Freitag, 29. Juli 2022

Epilog 01: Kanalisiert über Steilstufen auf den Berg

Salzburg - Zeppezauerhaus
(14,6 km - 1.210 Hm auf - 0 Hm ab)

Starten wir also mit dem Dessert: Kam ich gestern von Osten in die Stadt, verlasse ich Salzburg heute gen Süden.

Der Blick geht erst nochmal zurück zur Burg:

Anschließend liegt die Perspektive auf dem Almkanal, der mit ordentlicher Geschwindigkeit Wasser vom Königssee von Süden in die Stadt bringt:

Viele Kilometer geht es auf Rad-/Fußwegen am Kanal entlang, der heute nicht nur zum Forellen-Fischen und zur Stromerzeugung, sondern auch für allerlei Freizeit-Aktivitäten genutzt wird.

Die Badeleitern alle paar Meter sind also nicht nur zur Verzierung da:

An der (künstlichen) Alm-Welle stehen die Surfer schon beidseitig Schlange:

Manch eine(r) kann sich etliche Minuten im hin und her auf der engen Welle halten, andere machen gleich wieder den Abflug und kraulen eilig dem ungesicherten Board hinterher...
---
▶ _Zu erledigende Aufgaben_:
1. Beantworte anhand des Reiseberichts oben kurz die folgenden Punkte:
(a) Wie viele Höhenmeter geht es auf der Etappe bergauf?
(b) Von wo bringt der Almkanal Wasser in die Stadt?
(c) Wozu wird der Kanal heute genutzt?
2. Ändere im Reisebericht alles von „Manch eine(r) kann“ bis hinunter zu „ungesicherten Board hinterher...“ so, dass „Board“ durch „Brett“ ersetzt wird.
3. Schreibe den Bericht über die Etappe von Salzburg zum Zeppezauerhaus im Anschluss an seinen letzten Satz weiter.
---
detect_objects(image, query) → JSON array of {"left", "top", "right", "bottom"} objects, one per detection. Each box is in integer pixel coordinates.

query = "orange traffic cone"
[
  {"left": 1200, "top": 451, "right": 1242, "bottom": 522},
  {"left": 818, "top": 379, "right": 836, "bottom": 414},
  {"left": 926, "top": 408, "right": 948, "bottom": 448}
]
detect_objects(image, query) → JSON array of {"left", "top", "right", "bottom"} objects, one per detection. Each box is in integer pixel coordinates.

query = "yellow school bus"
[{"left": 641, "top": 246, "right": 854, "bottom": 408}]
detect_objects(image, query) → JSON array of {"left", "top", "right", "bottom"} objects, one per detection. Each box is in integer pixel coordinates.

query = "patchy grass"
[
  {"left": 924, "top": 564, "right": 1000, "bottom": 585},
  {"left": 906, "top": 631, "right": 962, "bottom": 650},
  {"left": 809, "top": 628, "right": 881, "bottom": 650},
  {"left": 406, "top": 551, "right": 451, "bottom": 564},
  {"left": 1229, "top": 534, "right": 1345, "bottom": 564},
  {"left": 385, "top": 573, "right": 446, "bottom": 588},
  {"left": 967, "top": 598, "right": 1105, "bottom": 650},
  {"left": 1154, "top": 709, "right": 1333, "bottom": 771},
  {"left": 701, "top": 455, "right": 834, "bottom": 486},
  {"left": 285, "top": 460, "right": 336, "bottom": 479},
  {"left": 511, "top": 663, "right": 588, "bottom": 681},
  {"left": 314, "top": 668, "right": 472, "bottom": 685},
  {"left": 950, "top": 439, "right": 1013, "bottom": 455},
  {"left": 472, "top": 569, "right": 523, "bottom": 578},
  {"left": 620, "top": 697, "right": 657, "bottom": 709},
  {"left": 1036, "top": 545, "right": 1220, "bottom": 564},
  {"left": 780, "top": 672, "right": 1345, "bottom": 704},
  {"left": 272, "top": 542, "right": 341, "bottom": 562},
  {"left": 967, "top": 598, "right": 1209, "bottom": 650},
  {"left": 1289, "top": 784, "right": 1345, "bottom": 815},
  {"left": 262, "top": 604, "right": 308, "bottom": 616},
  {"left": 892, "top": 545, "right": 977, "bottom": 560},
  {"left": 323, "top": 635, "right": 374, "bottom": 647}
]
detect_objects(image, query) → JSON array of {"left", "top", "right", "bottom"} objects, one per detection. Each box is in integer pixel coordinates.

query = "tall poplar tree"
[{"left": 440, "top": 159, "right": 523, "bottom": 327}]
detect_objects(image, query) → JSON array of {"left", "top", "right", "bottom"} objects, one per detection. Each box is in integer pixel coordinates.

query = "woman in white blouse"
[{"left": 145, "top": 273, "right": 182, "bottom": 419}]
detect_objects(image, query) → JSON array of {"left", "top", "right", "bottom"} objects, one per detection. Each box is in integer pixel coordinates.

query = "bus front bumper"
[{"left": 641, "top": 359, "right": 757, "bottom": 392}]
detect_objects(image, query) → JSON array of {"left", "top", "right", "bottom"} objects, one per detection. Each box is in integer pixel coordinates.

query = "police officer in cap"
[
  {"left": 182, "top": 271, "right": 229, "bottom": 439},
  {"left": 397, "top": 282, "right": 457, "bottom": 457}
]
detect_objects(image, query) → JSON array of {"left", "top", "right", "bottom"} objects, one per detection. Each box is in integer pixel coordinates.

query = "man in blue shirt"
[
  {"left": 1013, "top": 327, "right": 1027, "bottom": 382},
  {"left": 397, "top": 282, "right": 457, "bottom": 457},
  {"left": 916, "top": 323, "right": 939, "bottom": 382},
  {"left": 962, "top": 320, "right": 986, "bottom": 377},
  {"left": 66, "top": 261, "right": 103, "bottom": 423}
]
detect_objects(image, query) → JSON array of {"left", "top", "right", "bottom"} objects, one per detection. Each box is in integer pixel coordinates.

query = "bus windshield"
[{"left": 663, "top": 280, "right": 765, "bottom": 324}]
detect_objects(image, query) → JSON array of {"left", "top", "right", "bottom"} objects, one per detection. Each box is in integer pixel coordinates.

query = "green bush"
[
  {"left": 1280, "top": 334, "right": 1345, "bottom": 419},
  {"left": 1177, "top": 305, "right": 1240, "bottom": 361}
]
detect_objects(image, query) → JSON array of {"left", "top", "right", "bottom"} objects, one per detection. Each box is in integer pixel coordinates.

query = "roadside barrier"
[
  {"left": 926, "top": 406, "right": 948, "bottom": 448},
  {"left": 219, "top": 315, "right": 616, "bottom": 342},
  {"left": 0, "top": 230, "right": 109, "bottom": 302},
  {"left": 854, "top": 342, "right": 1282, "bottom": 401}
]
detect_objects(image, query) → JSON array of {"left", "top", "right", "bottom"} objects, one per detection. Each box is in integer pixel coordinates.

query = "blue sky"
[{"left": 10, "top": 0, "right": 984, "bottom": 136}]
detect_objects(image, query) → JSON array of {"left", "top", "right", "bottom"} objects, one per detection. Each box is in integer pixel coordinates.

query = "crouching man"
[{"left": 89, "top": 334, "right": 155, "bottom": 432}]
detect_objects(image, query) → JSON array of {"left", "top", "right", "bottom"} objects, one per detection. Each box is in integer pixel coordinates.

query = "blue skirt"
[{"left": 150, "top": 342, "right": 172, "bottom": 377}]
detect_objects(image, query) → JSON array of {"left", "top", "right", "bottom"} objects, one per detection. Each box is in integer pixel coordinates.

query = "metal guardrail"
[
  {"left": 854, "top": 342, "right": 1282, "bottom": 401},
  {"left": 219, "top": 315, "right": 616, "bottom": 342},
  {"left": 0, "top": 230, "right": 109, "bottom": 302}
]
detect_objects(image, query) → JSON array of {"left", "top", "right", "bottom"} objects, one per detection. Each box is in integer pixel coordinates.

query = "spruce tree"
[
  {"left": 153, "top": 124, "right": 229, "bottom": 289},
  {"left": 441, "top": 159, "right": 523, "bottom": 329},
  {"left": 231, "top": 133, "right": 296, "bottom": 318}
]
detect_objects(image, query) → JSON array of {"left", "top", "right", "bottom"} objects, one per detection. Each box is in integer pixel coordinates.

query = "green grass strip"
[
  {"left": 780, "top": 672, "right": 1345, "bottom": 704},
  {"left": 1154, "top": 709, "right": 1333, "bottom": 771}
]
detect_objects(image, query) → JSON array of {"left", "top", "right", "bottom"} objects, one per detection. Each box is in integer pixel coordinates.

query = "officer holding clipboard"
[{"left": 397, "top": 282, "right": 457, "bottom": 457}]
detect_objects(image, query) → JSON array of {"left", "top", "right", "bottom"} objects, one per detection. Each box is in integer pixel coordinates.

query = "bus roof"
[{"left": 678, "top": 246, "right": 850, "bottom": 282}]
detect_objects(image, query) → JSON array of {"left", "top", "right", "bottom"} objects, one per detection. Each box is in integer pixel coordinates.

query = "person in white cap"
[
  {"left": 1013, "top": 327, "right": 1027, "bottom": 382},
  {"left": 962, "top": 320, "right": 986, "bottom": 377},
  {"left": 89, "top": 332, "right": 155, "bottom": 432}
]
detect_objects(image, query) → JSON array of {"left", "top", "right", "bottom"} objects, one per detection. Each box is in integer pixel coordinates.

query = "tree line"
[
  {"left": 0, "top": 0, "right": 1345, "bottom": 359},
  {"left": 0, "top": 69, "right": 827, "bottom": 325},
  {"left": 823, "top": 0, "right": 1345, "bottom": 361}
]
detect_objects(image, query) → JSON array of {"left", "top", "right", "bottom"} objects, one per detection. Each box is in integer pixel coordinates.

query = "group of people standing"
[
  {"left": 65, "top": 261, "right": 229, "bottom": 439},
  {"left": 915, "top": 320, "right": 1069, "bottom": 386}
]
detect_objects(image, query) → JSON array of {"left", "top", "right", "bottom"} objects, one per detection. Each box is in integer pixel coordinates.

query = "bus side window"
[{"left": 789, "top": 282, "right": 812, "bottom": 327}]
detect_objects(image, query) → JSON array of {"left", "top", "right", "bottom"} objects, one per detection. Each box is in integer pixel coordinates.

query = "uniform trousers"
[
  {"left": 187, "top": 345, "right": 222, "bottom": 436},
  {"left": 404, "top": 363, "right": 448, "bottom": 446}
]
---
▶ _Schriftliche Antworten_:
1.
(a) 1.210 Höhenmeter.
(b) Vom Königssee.
(c) Zum Forellen-Fischen, zur Stromerzeugung und für allerlei Freizeit-Aktivitäten.

2.
Manch eine(r) kann sich etliche Minuten im hin und her auf der engen Welle halten, andere machen gleich wieder den Abflug und kraulen eilig dem ungesicherten Brett hinterher...

3.
Mir ist nicht so nach Baden und ich bin mir auch nicht ganz sicher, ob das Wetter heute hält.

Bei dieser vergänglichen (spätestens wenn hier mal eine Schafherede vorbeikommt) und widersprüchlichen Richtungsvorgabe bin ich mir auch nicht sicher, als verlasse ich mich mal lieber (weiterhin) auf mein GPS-Gerät...

So ist der Untersberg denn auch bald bildfüllend in Sicht, auf den es heute noch hoch gehen soll:

Der Dopplersteig gilt ob seiner vielen Stufen als anstrengend und im oberen Teil als ausgesetzt und nur für Erfahrene geeignet.

Na, schauen wir mal...

Die nicht bildlich festgehaltenen Stufen im Anfangsbereich sind jedenfalls nichts für untergroße Menschen, im weiteren Verlauf normalisiert sich die Stufenhöhe allerdings und Waldweg, Stein-/Betonstufen und die charakteristischen Holz-Leiter-Stufen/-Treppen wechseln sich ab.

Zumeist sind gerade die (nicht enden wollenden) flachen Holzleitern gut im Berg verankert und die Stufen mit Steinen verfüllt, so daß sich das gut, aber natürlich reichlich Schweiß treibend gehen läßt:

Im oberen Bereich wird der Steig zusehens steiler...


... schmaler...

... und ausgesetzter.

Durch das Stahlseil (da könnte man sich auch mit geschlossenen/verbundenen Augen entlang tasten) und die ausgeprägten Stufen läßt sich das bergauf (und bei Trockenheit) aber gut gehen.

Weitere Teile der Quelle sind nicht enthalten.